“(...) Castro Barbosa é também um caso interessante de ‘mudança de rumo’. Castro apareceu na antiga Parlophon desejando apresentar, para gravação, um sambinha de sua autoria. Para exibir a sua produção, cantou, para o responsável, a melodia com a respectiva letra. Resultado: o homem não gostou do samba... mas gostou da voz do ‘maestro’. Castro Barbosa foi desde logo designado para gravar como cantor de primeiro time”. À época em que estas reminiscências foram recordadas por Paulo Alberto (no Jornal das Moças de 04/01/1940), Castro Barbosa realmente figurava entre os maiores cantores da nossa música popular. Graças a outra “mudança de rumo”, acabaria por se tornar um dos humoristas mais famosos e incensados da história do rádio brasileiro – função que chegaria mesmo a eclipsar sua brilhante trajetória na MPB.

=== Dados de anotação da localização de objetos ===
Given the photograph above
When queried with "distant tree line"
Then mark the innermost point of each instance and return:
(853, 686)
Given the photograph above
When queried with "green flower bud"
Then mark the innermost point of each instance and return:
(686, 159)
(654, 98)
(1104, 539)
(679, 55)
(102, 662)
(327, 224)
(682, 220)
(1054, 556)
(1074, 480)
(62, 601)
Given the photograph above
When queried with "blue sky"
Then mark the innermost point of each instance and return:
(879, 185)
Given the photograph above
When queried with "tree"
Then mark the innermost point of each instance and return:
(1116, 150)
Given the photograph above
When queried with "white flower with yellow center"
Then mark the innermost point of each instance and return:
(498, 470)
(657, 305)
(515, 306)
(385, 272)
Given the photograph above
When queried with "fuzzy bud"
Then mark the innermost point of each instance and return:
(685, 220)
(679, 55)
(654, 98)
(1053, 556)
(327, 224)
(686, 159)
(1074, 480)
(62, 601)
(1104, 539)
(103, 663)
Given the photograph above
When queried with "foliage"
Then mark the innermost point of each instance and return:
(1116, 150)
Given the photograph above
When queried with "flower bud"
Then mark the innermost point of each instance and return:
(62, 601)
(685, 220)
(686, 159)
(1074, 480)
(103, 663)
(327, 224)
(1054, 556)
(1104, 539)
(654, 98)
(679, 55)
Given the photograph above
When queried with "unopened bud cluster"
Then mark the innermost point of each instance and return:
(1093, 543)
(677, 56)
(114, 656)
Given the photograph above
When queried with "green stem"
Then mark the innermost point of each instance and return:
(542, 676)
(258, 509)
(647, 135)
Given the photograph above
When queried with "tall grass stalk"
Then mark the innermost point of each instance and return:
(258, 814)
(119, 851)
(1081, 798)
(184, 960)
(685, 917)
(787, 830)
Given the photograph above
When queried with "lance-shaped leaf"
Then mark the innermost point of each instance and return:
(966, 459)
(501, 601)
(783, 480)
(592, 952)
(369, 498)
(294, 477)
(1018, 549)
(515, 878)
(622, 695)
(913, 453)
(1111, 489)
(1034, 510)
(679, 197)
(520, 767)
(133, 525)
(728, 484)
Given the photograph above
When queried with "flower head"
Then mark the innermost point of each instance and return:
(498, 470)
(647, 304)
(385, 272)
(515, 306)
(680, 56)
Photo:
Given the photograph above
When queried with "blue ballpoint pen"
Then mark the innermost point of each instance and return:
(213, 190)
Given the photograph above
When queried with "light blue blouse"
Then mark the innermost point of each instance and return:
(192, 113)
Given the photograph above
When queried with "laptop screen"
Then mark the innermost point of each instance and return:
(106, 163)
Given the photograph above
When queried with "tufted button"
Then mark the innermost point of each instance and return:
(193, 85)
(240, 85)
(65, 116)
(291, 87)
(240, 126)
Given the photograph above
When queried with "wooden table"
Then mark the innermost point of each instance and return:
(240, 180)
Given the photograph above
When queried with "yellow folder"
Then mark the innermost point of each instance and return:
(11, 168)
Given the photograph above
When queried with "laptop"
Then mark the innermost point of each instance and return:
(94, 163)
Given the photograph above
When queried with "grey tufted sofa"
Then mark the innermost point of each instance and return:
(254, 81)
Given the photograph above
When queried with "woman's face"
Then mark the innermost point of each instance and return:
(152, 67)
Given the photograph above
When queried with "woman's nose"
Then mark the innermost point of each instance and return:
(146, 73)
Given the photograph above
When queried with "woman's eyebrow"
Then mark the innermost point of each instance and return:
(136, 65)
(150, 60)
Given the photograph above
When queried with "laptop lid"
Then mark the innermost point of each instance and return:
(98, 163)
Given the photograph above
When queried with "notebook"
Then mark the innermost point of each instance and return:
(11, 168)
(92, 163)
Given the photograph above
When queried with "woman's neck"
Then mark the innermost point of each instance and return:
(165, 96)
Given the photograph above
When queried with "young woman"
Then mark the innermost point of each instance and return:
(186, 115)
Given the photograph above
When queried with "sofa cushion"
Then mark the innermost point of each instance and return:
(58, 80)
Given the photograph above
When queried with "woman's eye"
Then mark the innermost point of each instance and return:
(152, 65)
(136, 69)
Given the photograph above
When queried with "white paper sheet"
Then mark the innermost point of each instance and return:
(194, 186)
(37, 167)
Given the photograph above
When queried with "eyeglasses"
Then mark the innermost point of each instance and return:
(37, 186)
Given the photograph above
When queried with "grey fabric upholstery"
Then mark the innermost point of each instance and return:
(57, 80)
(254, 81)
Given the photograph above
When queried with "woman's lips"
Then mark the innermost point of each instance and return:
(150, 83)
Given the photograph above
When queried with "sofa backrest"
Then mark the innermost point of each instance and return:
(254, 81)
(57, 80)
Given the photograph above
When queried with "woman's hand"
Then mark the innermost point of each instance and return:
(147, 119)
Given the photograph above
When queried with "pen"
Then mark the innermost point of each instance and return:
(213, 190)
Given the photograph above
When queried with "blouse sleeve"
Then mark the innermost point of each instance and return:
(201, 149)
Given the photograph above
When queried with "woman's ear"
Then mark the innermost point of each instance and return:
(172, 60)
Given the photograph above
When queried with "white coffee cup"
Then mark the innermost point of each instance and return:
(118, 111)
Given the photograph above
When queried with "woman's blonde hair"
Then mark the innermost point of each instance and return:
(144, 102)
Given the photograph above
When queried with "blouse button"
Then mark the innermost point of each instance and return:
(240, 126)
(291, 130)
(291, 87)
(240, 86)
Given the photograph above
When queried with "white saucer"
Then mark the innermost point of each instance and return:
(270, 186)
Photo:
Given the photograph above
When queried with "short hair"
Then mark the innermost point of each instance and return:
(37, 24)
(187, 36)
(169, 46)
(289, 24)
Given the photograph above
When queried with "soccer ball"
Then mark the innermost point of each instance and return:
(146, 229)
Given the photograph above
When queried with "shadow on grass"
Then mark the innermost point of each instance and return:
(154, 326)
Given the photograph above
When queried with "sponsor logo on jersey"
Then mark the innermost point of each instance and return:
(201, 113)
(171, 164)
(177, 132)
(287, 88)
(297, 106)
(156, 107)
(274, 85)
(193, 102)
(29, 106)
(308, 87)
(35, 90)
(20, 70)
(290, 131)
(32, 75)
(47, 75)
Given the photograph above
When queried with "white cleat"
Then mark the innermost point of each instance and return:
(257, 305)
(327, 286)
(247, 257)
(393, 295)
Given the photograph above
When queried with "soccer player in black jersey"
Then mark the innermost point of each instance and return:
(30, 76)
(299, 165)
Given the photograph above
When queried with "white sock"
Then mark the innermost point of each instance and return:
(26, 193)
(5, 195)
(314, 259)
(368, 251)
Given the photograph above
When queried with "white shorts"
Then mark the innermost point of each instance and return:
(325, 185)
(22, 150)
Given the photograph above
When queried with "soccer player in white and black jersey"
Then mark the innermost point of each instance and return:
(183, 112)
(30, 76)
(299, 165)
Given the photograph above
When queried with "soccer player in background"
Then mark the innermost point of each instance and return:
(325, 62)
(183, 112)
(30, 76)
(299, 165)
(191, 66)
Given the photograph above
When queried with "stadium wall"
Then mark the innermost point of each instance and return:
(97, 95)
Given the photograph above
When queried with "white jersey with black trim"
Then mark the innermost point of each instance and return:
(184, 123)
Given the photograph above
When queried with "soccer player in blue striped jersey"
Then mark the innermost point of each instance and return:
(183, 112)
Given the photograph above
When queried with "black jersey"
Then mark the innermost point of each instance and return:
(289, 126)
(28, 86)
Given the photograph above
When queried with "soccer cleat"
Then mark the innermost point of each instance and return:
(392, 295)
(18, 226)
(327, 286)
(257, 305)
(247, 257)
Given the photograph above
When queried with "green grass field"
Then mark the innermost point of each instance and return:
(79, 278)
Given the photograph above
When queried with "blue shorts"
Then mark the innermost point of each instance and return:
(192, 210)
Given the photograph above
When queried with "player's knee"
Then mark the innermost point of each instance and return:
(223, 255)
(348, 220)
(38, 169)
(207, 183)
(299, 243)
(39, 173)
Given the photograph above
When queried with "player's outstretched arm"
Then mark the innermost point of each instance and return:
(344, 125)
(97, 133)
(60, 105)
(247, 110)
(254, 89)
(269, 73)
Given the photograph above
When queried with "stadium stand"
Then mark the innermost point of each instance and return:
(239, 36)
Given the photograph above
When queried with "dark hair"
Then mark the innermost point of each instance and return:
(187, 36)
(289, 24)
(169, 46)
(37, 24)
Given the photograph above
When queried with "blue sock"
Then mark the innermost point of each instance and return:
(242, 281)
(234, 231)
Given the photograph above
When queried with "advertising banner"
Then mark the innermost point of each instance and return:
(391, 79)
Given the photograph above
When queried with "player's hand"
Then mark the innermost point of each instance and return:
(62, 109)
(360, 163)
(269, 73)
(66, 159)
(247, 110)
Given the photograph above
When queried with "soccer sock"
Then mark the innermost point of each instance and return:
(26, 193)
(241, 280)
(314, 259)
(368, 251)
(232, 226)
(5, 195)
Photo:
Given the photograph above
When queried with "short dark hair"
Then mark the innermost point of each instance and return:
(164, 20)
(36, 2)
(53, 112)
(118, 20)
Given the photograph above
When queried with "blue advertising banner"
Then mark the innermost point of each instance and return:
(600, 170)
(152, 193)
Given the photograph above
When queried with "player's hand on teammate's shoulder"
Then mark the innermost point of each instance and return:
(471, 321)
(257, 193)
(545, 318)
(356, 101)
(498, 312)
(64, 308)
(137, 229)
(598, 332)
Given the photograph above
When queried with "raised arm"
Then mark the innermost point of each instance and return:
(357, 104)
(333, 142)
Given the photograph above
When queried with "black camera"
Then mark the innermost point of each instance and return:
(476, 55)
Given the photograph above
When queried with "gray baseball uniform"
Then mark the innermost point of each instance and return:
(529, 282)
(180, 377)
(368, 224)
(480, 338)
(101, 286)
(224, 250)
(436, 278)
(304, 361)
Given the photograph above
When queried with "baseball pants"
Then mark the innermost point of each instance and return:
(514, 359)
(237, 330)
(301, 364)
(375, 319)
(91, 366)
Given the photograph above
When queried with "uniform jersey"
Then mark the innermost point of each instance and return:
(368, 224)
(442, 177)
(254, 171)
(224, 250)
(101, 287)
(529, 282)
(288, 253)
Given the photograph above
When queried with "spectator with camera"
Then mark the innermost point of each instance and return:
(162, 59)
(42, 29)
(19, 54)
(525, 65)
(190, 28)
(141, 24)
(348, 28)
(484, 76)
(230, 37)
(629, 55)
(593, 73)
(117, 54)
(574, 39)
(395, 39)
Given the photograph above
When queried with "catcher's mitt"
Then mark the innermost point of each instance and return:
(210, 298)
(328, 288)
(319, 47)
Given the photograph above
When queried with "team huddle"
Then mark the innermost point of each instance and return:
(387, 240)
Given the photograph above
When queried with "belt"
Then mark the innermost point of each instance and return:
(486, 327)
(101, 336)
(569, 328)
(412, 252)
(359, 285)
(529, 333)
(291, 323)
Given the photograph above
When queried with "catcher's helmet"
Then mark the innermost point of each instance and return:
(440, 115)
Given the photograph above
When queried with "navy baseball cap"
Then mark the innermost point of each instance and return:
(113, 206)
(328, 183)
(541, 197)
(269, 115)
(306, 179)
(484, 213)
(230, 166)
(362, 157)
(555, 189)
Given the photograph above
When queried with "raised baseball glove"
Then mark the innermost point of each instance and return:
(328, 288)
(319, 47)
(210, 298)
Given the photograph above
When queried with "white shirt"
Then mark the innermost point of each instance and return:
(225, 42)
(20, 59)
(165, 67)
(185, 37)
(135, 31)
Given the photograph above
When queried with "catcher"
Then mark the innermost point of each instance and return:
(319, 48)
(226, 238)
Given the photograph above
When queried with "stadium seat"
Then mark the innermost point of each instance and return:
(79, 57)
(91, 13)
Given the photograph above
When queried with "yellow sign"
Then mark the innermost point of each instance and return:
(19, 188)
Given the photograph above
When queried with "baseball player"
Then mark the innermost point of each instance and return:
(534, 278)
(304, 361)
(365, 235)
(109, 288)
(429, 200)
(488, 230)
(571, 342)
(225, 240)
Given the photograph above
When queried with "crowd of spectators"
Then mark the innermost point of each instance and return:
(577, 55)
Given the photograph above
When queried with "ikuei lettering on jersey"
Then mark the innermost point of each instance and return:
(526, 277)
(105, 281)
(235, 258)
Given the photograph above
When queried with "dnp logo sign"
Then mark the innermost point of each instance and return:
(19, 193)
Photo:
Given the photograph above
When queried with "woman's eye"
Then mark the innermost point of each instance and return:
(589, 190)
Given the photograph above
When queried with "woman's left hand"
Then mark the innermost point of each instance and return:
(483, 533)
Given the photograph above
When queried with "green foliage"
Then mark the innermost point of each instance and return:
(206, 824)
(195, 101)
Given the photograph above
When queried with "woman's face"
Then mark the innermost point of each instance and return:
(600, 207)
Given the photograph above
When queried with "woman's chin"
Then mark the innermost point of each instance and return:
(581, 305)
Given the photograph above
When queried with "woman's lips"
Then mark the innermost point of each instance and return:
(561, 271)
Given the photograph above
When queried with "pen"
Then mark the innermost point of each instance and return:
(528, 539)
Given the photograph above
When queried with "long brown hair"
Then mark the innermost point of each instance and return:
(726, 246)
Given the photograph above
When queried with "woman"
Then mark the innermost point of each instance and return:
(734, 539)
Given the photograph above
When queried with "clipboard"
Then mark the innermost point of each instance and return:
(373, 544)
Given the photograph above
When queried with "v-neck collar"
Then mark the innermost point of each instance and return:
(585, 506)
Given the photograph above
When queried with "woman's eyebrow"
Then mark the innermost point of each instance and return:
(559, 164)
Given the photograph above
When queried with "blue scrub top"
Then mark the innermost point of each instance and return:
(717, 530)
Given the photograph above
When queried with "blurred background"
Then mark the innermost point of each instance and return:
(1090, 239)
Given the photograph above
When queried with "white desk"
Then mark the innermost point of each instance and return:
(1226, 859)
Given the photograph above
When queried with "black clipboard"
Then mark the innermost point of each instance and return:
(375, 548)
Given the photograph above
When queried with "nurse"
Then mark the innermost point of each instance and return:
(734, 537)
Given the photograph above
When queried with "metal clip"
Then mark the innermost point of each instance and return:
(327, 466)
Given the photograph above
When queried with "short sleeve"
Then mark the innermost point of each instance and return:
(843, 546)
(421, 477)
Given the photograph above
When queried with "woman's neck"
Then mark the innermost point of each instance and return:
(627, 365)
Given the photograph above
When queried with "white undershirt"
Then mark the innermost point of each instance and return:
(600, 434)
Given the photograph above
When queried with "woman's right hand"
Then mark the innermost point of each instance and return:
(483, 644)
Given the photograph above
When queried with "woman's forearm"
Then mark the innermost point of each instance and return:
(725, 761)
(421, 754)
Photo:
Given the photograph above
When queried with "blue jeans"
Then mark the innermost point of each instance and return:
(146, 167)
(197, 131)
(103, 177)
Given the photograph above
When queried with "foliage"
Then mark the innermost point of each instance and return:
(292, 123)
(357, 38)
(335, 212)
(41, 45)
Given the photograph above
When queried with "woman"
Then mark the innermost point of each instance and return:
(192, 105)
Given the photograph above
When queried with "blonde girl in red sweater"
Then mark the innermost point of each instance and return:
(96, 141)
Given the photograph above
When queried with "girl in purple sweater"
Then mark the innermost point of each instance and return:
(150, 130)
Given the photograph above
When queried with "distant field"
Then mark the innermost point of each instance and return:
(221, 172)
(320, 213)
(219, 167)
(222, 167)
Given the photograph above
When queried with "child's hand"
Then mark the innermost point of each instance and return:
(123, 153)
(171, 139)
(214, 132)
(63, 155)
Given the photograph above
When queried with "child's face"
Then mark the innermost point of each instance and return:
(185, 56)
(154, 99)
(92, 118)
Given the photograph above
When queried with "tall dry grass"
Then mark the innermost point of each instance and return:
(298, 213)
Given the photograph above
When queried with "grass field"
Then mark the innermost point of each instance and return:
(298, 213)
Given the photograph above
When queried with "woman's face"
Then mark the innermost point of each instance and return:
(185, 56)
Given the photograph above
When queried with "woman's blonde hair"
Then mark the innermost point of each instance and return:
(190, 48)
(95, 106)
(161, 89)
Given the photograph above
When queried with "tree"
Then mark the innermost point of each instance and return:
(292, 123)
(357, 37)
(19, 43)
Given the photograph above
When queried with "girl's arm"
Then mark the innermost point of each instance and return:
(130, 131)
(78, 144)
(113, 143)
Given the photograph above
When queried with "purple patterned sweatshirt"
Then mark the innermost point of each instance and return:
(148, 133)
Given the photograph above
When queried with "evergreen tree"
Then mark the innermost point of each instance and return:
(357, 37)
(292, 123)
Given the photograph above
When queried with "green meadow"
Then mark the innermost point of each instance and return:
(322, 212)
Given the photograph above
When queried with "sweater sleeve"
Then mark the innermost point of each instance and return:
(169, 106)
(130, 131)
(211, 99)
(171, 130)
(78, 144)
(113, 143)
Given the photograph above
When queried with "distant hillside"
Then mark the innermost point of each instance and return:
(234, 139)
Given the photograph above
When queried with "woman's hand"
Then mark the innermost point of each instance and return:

=== TAREFA ===
Continue o trecho sobre Castro Barbosa a partir da última frase.

=== RESULTADO DA TAREFA ===
De fato, Lúcio Rangel, há 50 anos, ao comentar na revista Manchete de 10/05/1975 sobre o desaparecimento do grande artista, escreveu: “A imprensa noticiou o falecimento de Castro Barbosa lembrando o humorista que, com Lauro Borges, fez sucesso durante três décadas. O Megatério e o Seu Ferramenta [obs: nomes de dois dos seus famosos personagens] foram enaltecidos, mas o cantor excelente que era Castro Barbosa foi quase esquecido. (...) O excelente humorista, justamente lembrado, não pode ofuscar o não menos excelente cantor que com mais de cem gravações espalhou sua voz por todos os recantos do Brasil”.
Nenhum exagero nisso. Seus registros fonográficos passariam de uma centena somente entre 1931 e 1940. A produção cairia exatamente por conta de sua atuação como humorista: de 1941 a 1954 – ano em que seu último disco de 78 rotações foi lançado –, gravou apenas 22 discos (pouco mais de 40 fonogramas). Mas atuaria como cantor até a década de 1960. Ao falecer no Rio de Janeiro, em 20/04/1975, contava com 65 anos de idade – ou 69, a depender de algumas fontes, que assinalam 1905 como o ano de nascimento desse mineiro de Sabará, batizado como Joaquim Silvério de Castro Barbosa. Ele próprio, no entanto, em entrevista concedida à revista Carioca de 20/04/1940, revelou ter vindo ao mundo no dia 07/05/1909. Não é o único fato impreciso em sua vida.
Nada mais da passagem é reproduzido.